** BEGIN TEXT BLOCK **
Hi, I’m Milo DeForest Larsen and I’m an aspiring writer looking to peddle my literary attempts.
If you are looking for new books I’ve got one for you. The front cover of my book is above.
To get more coverage of my book, I put a copy of the cover on a web site named Good Reads along with a brief description of the story. In April 2013 Erica Lovett wrote the following unsolicited review.
Erica Lovett‘s review
Apr 21, 13 5 of 5 stars Read in April, 2013
“Ward of the State” is an engrossing novel that starts in the 1940s, focusing on young Tom Packard, who is twelve when the novel begins. He’s already had a difficult life—his mother is dead, and he lives with his aunt—and when he returns from the library one day to find her lying dead in her bed, he becomes a ward of the state and is taken to a reform school, despite the fact that he’s not done anything to be considered a delinquent. Though he’s told his father is dead, Tom doesn’t believe it, and he holds on to that belief despite the hardships of the reform school—the abusive placements he suffers to help Mrs. Fogarty and her “projects,” the bullying Mr. Landry, and the deceptive Mr. Hutchins. Along the way he meets a few kind souls, and while his experiences could push him into becoming a true delinquent, he instead maintains his character and dignity, fighting when he has to and standing strong when he does not. This novel did an excellent job of evoking the feel of a reform school in the era, with a colorful range of Dickens-esque characters and a likeable main character who the reader becomes very engaged in. I wanted Tom to find happiness and discover if his father was alive; his refusal to be defeated by his circumstances made him a compelling character, especially in light of what he discovers about his mother and her character. I would recommend this novel to readers who enjoy historical novels, readers who enjoy Mark Twain (stories about boys overcoming odds through their own strong characters, and learning lessons along the way), and readers who enjoy character-driven novels.
** END TEXT BLOCK **
→ **WRITTEN PROBLEM A**
For each statement below, say yes or no depending on whether it agrees with the book post, and quote the exact words from the book post that decide it. (i) Tom Packard is twelve when the novel begins. (ii) The review gave the book 4 of 5 stars. (iii) Tom lives with his grandmother.
** BEGIN EXTRACTED DATA **
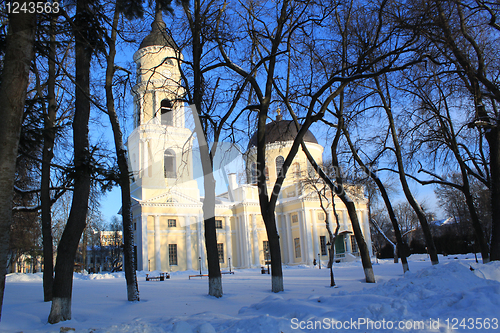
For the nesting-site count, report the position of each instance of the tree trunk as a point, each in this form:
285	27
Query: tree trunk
66	251
431	248
121	156
14	82
363	248
275	252
47	155
214	274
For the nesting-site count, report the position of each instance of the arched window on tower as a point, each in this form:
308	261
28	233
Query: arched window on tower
169	164
311	173
167	114
279	165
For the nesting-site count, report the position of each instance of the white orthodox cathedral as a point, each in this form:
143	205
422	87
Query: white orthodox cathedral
167	207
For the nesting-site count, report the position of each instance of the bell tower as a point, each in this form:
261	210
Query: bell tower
160	146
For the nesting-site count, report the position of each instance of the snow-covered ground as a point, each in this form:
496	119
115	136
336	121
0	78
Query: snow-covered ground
456	296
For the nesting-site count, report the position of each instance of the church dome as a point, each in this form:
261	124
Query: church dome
280	131
158	35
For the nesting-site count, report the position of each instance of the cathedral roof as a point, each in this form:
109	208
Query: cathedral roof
280	131
158	35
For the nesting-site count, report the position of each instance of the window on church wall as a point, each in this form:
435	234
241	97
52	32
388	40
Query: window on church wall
279	165
167	114
322	244
296	242
265	248
172	254
220	252
169	164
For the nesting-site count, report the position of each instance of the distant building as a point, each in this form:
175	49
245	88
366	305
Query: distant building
167	210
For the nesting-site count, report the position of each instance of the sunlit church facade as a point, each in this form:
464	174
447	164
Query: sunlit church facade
167	207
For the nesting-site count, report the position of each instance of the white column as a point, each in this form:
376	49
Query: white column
345	218
303	243
255	242
189	256
314	215
229	245
157	244
144	242
291	243
366	234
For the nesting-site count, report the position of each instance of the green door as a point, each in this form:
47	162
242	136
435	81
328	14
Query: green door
339	244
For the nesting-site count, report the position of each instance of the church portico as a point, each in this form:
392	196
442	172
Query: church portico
167	207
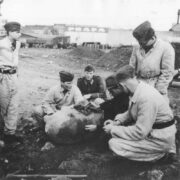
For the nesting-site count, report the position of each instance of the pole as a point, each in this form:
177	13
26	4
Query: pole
178	16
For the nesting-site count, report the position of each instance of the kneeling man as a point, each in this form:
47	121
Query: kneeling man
64	94
146	132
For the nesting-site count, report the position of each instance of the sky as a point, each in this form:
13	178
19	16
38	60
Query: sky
116	14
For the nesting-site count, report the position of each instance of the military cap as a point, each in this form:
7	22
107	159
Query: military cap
144	31
12	26
89	68
111	82
66	76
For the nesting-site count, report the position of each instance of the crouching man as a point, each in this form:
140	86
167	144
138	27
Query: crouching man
91	85
146	132
64	94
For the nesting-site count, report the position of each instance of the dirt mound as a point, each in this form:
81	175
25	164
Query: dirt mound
86	52
116	58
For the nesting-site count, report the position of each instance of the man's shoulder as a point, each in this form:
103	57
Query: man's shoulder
54	88
81	79
164	44
4	42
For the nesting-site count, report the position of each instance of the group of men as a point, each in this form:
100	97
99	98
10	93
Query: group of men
142	128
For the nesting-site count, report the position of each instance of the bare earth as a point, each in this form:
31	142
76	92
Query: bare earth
38	71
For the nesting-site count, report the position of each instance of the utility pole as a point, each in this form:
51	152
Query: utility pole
1	1
2	22
178	16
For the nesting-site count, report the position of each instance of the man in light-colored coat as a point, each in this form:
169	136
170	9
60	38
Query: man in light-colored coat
146	132
63	94
9	50
154	59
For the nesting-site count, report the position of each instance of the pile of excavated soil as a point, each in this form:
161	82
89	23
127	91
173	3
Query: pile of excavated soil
116	58
86	52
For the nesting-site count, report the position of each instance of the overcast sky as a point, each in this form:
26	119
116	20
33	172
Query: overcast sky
110	13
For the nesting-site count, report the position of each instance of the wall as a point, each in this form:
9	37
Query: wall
80	37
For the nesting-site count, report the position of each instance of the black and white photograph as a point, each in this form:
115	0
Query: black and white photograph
89	89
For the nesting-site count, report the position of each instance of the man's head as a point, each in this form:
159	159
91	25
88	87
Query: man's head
89	72
144	34
112	86
66	79
125	77
13	30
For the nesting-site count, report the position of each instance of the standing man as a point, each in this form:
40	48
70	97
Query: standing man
91	85
63	94
9	51
153	59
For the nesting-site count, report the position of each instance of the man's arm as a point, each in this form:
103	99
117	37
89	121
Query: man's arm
101	89
133	59
16	53
77	95
79	84
166	69
48	103
146	116
122	118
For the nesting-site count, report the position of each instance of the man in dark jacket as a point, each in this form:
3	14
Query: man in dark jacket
90	85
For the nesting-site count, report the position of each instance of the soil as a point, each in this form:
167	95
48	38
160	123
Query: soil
38	71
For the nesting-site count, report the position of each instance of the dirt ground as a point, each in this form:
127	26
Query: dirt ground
38	71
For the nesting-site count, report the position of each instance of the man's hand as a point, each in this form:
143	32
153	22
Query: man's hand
87	96
109	121
18	45
91	127
108	128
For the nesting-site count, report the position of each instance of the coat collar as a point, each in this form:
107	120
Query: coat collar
137	91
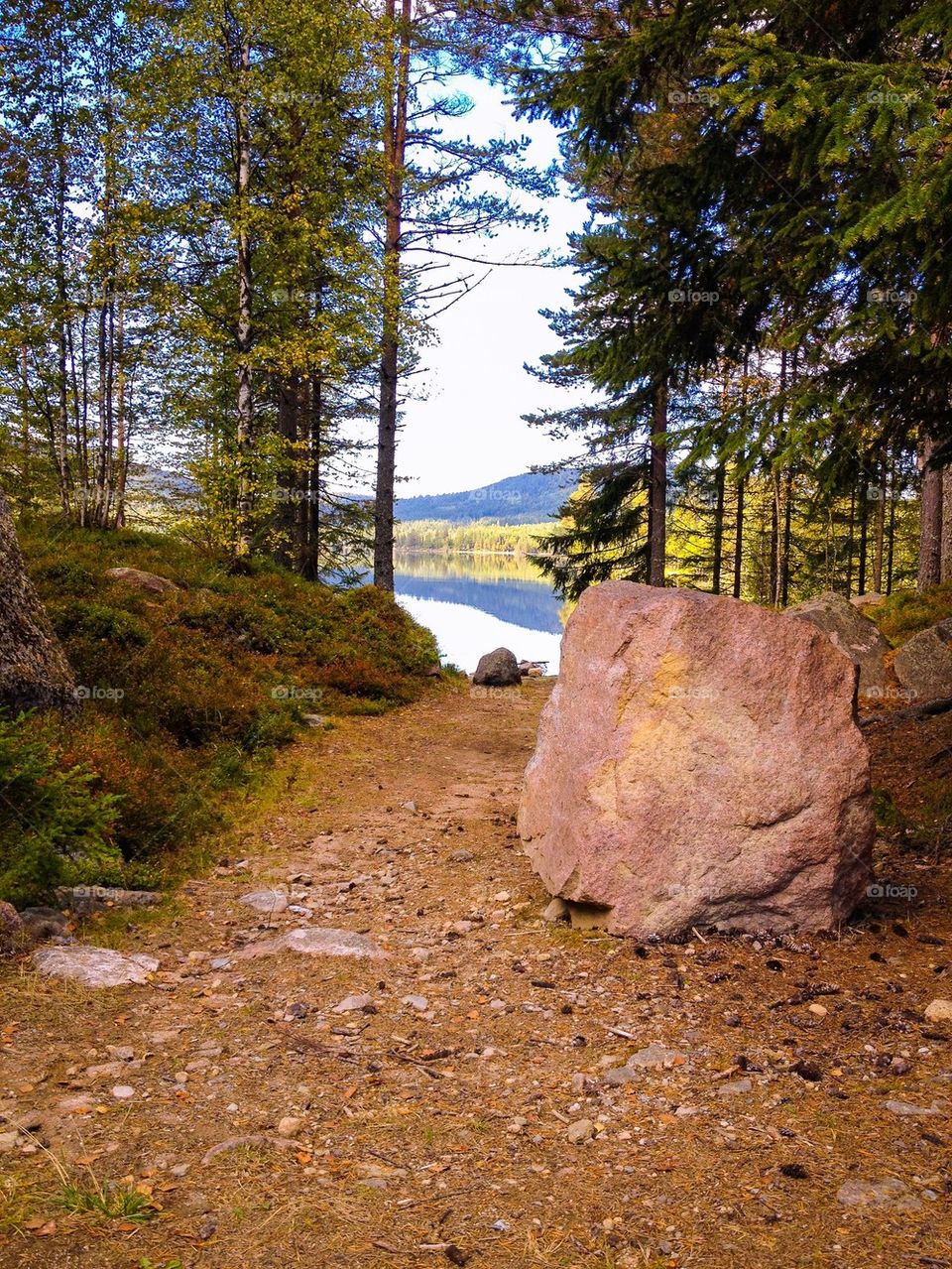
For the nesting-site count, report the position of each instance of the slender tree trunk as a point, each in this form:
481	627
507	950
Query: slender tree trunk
658	489
62	381
122	460
26	473
395	160
290	478
929	519
310	563
946	551
851	542
864	533
718	527
774	538
739	540
787	538
880	529
742	482
245	435
33	670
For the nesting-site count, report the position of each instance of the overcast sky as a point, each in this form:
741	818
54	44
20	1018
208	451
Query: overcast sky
469	432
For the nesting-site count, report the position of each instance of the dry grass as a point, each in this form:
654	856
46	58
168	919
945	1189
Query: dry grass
407	1140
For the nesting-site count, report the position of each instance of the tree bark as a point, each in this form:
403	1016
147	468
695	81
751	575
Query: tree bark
929	519
658	489
395	160
33	669
864	533
880	529
739	541
946	554
245	436
718	527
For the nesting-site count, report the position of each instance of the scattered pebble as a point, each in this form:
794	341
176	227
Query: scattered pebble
579	1131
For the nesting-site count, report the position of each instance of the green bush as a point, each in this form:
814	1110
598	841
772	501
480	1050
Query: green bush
190	693
906	612
55	827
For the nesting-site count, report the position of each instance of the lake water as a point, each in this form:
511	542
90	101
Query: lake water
477	603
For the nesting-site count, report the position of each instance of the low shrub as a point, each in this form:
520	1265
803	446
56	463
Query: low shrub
182	697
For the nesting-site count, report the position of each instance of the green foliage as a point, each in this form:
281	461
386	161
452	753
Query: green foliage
907	612
478	537
769	241
182	698
55	824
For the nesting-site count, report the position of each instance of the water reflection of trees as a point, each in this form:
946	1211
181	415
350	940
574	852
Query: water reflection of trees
507	589
484	568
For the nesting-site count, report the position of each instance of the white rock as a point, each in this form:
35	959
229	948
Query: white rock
94	967
265	900
353	1004
318	941
579	1131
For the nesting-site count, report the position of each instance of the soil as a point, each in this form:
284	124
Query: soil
450	1128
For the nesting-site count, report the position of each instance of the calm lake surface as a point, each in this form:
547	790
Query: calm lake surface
477	603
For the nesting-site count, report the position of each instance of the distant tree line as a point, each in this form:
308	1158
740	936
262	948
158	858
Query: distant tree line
224	227
765	300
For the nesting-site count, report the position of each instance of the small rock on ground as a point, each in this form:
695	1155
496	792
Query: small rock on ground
94	967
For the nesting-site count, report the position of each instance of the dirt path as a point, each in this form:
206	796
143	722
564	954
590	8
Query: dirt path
467	1113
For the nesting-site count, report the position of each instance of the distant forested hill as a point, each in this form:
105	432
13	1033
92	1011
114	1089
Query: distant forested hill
528	499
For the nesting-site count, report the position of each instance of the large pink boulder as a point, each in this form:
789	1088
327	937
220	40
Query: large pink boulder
697	764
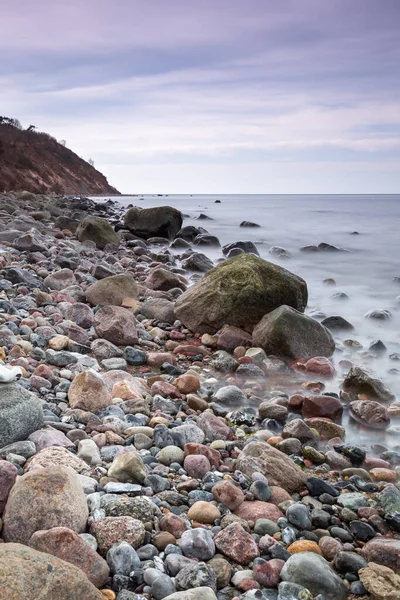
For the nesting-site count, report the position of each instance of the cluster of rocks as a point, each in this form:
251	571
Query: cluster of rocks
145	450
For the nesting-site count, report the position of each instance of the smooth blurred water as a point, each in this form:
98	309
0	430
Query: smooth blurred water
365	273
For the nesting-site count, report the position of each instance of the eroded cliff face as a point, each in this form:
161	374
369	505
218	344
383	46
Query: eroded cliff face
36	162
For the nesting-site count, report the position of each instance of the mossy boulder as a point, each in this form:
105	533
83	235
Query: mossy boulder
97	230
289	334
112	290
159	221
239	292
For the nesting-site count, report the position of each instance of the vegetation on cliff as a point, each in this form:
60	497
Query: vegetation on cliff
37	162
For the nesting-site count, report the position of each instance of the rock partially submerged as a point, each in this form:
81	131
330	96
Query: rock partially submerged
287	333
161	221
239	292
362	381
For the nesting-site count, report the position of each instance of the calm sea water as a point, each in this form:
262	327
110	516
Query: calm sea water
365	273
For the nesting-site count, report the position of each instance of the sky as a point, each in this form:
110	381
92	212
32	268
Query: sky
212	96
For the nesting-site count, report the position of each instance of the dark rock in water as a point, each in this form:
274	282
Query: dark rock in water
190	232
247	247
349	562
97	230
377	347
287	333
160	221
329	248
317	487
393	519
249	224
309	249
239	292
379	314
361	381
370	413
355	454
279	252
198	262
235	252
179	243
337	324
314	573
21	413
204	239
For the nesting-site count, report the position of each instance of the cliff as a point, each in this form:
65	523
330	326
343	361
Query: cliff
37	162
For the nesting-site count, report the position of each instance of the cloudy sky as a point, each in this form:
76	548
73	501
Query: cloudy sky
212	96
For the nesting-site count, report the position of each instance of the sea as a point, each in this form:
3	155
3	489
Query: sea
367	270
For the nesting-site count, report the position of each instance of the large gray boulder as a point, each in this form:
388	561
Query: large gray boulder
239	292
289	334
97	230
360	381
28	574
160	221
21	413
112	290
314	573
42	499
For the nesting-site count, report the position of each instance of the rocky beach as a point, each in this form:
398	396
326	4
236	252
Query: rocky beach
174	418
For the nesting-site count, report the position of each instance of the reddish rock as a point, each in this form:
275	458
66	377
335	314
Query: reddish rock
278	468
163	539
278	495
326	428
370	413
329	547
69	546
238	545
187	384
89	392
379	474
320	365
8	475
247	584
384	551
231	337
117	325
156	359
228	494
213	455
113	530
79	313
43	499
214	427
173	524
196	465
27	574
379	463
322	406
257	509
43	438
165	389
267	574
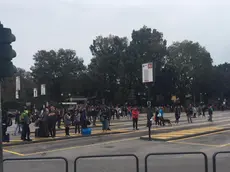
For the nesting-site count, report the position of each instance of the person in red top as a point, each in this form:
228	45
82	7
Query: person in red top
135	114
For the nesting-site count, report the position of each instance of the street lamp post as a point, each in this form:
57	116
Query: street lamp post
148	77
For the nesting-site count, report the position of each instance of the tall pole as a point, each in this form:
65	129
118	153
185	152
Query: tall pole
149	115
1	151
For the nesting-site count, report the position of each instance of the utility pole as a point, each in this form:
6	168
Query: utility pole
** END EXTRACTED DATA **
→ **WRITTEN PROBLEM B**
Report each line in the rows above that contains the string "gray". Case counts.

→ **OUTPUT A**
(i) Yes: "who is twelve when the novel begins"
(ii) No: "5 of 5 stars"
(iii) No: "he lives with his aunt"

→ **OUTPUT B**
For the nesting-site count, report the position of each instance of the large gray boulder as a point, each in this form:
Query: large gray boulder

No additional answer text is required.